* Die Aufgabe *
Zeige jede Zeile der folgenden Einträge, in der die Zeichenfolge „tree“ vorkommt.

* Material zur Aufgabe *
■ ■ ■ ■

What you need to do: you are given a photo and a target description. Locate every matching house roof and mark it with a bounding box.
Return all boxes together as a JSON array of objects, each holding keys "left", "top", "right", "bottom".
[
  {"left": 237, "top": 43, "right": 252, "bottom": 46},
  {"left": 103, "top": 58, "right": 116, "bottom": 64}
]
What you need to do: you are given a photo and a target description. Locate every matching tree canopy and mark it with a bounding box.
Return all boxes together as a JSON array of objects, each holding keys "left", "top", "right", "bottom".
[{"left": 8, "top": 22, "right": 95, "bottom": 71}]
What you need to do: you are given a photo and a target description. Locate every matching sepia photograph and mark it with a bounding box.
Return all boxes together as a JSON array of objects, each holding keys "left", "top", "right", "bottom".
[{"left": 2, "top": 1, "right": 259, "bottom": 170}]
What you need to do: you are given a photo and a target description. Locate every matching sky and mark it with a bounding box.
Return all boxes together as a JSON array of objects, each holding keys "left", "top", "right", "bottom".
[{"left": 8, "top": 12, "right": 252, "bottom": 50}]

■ ■ ■ ■

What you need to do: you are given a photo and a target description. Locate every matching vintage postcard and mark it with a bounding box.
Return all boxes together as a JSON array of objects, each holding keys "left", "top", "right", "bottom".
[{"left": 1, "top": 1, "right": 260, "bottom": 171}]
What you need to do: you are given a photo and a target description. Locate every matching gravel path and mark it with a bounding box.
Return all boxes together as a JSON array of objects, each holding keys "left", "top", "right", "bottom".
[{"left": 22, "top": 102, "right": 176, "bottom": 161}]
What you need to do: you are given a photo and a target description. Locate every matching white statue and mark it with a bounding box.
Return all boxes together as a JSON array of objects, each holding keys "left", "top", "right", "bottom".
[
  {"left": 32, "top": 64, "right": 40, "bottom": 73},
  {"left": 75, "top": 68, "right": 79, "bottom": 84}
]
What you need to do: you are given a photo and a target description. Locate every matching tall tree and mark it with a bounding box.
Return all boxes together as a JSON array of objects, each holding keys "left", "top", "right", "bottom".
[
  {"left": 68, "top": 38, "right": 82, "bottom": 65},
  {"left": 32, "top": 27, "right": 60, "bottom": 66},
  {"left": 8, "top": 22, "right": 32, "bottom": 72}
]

■ ■ ■ ■

* Lösung *
What you need to do: you are given a photo and a target description. Locate every matching tree canopy and mark it with a bounding box.
What you need to do: you are given a photo and a target description. Locate every matching tall tree and mark it with a bounding box.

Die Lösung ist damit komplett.